Starting from the line containing "of the cloud", write out the rest of the entries exactly, through the final line, including nothing else.

[Pointing records]
• • • •

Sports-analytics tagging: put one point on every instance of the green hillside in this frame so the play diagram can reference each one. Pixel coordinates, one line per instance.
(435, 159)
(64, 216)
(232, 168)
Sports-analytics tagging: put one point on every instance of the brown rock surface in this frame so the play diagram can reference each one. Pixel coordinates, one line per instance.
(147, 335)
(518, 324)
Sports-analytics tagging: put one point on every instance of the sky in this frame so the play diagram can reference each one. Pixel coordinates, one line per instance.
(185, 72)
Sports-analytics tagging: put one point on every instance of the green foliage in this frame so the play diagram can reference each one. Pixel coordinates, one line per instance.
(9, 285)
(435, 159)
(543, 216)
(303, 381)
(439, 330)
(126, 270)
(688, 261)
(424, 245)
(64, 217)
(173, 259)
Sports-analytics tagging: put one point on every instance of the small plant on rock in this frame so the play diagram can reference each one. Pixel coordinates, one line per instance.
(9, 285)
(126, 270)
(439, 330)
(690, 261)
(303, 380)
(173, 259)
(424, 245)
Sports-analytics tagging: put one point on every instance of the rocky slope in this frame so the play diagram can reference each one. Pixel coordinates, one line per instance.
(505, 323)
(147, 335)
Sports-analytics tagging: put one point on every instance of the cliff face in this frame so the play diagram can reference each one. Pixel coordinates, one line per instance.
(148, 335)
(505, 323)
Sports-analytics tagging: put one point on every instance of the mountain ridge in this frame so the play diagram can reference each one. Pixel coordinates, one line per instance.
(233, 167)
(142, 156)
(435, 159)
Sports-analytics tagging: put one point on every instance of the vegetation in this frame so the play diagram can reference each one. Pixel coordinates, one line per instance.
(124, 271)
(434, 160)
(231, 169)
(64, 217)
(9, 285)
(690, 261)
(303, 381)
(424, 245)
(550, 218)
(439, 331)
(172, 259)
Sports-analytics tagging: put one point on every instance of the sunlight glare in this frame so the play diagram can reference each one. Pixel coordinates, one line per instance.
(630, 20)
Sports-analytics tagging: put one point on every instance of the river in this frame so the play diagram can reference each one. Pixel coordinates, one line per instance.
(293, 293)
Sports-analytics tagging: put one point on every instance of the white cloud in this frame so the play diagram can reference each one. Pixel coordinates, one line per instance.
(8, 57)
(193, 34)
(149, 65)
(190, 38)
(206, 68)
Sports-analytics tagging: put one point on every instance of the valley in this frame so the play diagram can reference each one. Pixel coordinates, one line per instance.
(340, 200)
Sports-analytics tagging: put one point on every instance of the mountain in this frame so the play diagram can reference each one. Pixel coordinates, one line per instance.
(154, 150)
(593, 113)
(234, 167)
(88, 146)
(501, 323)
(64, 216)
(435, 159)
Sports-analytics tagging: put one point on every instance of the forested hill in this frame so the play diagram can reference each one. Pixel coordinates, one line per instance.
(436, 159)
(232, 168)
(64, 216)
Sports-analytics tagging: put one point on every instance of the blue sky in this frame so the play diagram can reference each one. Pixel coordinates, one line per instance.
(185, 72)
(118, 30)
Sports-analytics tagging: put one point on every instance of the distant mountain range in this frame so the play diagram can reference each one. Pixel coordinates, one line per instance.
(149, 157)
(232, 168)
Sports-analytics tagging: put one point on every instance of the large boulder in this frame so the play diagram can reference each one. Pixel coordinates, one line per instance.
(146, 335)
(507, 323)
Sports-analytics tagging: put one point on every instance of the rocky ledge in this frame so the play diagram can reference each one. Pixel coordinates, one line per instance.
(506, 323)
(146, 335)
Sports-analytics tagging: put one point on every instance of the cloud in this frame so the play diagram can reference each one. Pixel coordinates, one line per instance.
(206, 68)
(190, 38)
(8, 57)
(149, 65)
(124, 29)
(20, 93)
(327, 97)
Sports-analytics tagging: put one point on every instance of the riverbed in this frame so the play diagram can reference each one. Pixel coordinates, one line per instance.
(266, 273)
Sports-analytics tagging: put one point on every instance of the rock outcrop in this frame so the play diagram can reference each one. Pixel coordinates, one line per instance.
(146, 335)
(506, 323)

• • • •

- **Output**
Sports-analytics tagging: put one point on every instance of the cloud in this frame so the play diagram can reference each one. Pixel coordinates, one line per instance.
(206, 68)
(190, 38)
(8, 57)
(149, 65)
(124, 29)
(20, 93)
(327, 97)
Sports-analytics tagging: put one point on every instance of the riverbed in this frame so the play diagram can reference each one. Pixel coordinates, one line per instance.
(266, 273)
Sports-analytics tagging: put one point on every instance of the rock outcrop in this frame so the play diagram can reference each one. Pixel coordinates, one line per instance.
(146, 335)
(506, 323)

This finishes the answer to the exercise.